# THE REQUEST
Which lines in the records below contain the word "window"? Extract each of them in full, and treat uppercase and lowercase as different.

# DATA SECTION

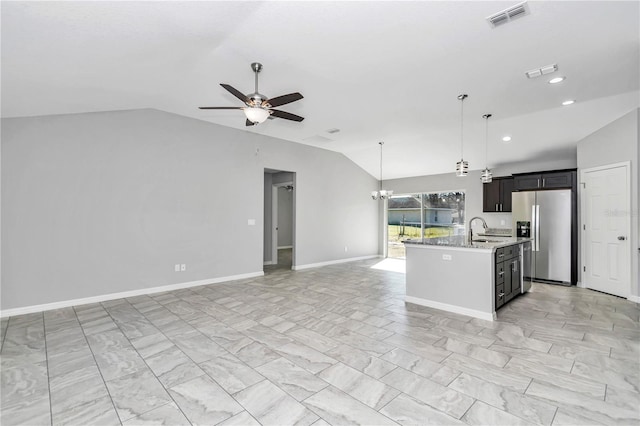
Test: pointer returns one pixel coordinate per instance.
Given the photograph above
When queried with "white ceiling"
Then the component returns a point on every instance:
(387, 71)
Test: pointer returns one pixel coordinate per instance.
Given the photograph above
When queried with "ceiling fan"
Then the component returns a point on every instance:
(258, 107)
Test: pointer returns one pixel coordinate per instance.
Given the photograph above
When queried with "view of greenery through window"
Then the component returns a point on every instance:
(426, 215)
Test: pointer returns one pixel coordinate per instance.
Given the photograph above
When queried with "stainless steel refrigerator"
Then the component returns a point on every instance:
(545, 216)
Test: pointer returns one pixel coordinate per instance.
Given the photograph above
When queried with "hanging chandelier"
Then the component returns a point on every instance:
(381, 193)
(486, 173)
(462, 166)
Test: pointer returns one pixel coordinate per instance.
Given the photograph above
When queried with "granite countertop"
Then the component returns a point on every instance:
(461, 241)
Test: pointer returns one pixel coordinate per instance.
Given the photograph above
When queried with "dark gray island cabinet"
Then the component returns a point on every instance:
(473, 279)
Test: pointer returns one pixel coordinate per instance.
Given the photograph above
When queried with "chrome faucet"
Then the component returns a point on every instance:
(484, 225)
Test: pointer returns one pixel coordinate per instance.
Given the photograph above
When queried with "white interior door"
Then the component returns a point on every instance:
(606, 229)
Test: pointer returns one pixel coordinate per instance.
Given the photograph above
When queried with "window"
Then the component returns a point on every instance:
(426, 215)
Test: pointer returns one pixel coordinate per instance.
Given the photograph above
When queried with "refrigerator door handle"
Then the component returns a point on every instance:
(533, 228)
(537, 227)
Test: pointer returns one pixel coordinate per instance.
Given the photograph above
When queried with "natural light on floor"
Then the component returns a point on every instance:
(391, 264)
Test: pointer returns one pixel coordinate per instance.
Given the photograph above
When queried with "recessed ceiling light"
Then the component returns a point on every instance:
(548, 69)
(556, 80)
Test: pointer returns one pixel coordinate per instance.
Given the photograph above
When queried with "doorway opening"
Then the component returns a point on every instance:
(279, 220)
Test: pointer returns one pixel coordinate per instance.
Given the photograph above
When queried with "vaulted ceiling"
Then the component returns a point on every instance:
(378, 71)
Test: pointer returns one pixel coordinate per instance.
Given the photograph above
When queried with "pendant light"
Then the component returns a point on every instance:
(462, 167)
(486, 173)
(381, 193)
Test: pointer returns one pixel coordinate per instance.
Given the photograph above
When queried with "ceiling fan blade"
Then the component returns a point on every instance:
(286, 115)
(235, 92)
(284, 99)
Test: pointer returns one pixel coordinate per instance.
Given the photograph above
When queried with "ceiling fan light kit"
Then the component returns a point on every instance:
(256, 115)
(258, 107)
(462, 166)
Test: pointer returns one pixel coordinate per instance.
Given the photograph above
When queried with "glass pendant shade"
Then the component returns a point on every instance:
(256, 115)
(487, 176)
(462, 168)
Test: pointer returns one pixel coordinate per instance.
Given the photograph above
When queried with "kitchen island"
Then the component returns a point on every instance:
(472, 279)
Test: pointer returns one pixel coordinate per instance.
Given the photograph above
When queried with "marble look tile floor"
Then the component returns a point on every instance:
(334, 345)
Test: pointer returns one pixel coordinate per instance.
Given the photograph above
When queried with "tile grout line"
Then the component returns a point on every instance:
(95, 360)
(46, 352)
(146, 364)
(195, 363)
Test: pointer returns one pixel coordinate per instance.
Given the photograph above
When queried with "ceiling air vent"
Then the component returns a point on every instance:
(509, 14)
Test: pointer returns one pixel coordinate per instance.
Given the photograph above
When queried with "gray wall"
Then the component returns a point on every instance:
(285, 217)
(615, 143)
(100, 203)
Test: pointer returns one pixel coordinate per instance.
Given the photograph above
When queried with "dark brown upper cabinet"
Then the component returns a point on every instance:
(545, 180)
(497, 195)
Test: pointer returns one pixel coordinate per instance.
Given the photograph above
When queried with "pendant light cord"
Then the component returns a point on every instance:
(381, 143)
(486, 140)
(462, 98)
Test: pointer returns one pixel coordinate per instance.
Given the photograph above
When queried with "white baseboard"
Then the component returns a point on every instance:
(451, 308)
(333, 262)
(131, 293)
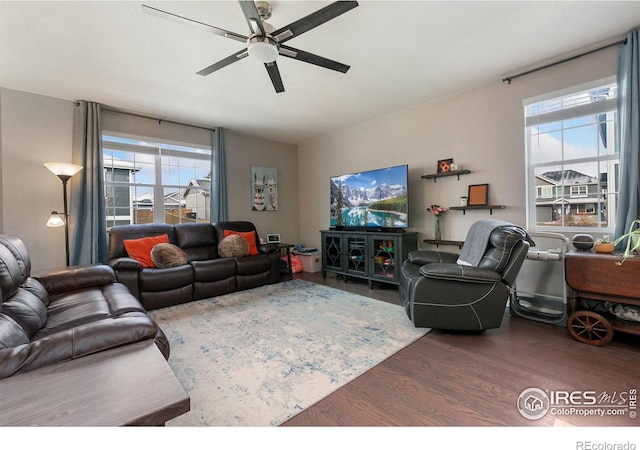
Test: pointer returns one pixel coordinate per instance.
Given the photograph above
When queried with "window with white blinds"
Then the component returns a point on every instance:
(571, 158)
(155, 182)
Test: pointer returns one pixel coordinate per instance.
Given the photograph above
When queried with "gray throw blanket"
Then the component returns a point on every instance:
(477, 240)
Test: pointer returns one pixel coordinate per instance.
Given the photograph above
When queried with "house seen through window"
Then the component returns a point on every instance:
(572, 162)
(154, 182)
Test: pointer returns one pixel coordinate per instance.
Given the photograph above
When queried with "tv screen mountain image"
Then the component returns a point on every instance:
(374, 198)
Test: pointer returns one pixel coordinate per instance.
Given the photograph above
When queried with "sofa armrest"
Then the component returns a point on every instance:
(125, 263)
(421, 257)
(77, 277)
(77, 342)
(449, 271)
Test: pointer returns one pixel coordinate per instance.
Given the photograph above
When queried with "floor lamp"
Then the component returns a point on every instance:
(64, 171)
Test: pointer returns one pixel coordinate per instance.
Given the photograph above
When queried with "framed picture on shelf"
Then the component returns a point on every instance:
(444, 165)
(478, 195)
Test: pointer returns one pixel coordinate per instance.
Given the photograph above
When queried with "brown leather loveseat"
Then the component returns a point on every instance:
(63, 314)
(205, 274)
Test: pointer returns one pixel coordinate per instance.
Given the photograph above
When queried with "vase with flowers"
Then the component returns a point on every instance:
(437, 211)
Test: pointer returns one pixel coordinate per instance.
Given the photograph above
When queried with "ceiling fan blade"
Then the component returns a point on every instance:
(252, 15)
(310, 58)
(313, 20)
(186, 21)
(274, 74)
(224, 62)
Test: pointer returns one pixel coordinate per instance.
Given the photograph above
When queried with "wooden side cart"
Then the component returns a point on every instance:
(597, 277)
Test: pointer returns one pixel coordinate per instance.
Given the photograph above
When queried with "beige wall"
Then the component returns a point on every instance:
(245, 151)
(481, 128)
(35, 129)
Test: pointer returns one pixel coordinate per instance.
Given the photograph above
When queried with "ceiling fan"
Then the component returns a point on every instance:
(264, 42)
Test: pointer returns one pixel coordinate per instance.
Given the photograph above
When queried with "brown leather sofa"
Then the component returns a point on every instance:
(63, 314)
(205, 275)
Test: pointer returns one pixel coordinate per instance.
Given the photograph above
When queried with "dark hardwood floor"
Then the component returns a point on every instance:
(474, 379)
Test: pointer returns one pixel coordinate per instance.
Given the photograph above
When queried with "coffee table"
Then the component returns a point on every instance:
(130, 385)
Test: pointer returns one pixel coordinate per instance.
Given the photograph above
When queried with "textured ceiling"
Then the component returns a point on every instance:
(401, 54)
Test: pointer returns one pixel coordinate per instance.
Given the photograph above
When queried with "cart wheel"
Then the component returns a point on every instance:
(590, 328)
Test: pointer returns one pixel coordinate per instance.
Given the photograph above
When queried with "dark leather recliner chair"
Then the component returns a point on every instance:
(64, 314)
(256, 270)
(439, 292)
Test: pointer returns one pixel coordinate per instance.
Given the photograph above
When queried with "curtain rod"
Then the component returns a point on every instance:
(546, 66)
(159, 119)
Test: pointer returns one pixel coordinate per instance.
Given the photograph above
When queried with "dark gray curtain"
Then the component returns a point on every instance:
(628, 133)
(87, 223)
(218, 196)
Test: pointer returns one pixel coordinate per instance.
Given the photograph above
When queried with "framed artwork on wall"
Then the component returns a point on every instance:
(264, 188)
(444, 165)
(478, 195)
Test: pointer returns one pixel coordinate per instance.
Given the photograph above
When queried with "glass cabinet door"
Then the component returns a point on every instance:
(332, 255)
(356, 249)
(383, 257)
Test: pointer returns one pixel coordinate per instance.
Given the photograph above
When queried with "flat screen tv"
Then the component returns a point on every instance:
(375, 199)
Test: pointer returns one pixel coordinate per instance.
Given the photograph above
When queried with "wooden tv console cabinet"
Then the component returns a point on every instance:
(371, 255)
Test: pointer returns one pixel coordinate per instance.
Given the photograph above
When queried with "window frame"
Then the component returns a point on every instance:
(534, 192)
(157, 149)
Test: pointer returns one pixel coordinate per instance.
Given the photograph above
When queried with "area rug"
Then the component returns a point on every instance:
(258, 357)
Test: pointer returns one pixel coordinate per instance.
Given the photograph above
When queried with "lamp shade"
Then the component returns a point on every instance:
(262, 48)
(55, 220)
(63, 169)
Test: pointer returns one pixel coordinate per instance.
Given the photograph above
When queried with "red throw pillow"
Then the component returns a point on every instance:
(250, 236)
(140, 249)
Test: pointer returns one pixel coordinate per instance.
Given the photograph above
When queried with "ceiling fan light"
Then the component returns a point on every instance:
(263, 49)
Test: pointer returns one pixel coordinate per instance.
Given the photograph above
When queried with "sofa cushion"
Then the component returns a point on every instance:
(234, 246)
(250, 237)
(140, 249)
(166, 255)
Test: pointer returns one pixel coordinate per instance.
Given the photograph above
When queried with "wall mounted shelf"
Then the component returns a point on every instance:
(435, 176)
(489, 207)
(438, 242)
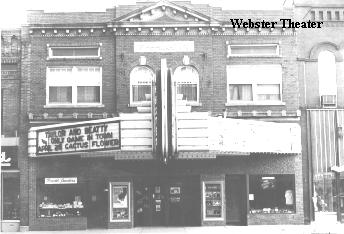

# EXERCISE OUTPUT
When queried with "view of greenery through window"
When queried with "window"
When queried with "window with white blinds"
When queried with "house seen through window"
When queried with "window frame"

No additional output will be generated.